» **STATED PROBLEM**
Show every line of the material below that contains the word "clay", copying each line in full.

▬▬▬▬▬▬▬▬▬▬

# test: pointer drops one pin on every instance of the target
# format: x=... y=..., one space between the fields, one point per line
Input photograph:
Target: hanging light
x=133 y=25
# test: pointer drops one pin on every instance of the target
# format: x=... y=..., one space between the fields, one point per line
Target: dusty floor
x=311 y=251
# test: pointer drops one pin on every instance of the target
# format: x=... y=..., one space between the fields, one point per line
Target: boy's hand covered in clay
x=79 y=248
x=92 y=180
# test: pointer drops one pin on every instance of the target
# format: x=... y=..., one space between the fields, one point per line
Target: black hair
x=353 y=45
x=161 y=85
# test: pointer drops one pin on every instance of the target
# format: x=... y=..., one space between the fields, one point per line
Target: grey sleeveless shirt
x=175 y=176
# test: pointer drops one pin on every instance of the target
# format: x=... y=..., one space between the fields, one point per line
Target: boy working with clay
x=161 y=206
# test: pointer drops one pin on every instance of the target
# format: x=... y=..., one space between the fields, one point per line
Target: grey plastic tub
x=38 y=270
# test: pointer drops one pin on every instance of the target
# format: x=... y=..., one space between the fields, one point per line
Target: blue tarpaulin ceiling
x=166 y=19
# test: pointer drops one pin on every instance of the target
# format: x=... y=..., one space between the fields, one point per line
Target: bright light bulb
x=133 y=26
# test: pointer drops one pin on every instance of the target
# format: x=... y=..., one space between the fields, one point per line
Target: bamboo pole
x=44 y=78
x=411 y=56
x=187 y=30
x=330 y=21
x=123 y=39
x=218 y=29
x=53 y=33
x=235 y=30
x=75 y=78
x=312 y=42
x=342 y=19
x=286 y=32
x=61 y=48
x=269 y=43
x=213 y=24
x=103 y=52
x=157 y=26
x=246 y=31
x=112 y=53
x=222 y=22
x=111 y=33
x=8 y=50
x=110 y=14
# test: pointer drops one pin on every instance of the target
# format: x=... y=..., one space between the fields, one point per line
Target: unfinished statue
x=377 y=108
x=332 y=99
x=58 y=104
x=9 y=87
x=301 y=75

▬▬▬▬▬▬▬▬▬▬

» **COMPLETED EXERCISE**
Target: boy's hand covered in clay
Target: boy working with clay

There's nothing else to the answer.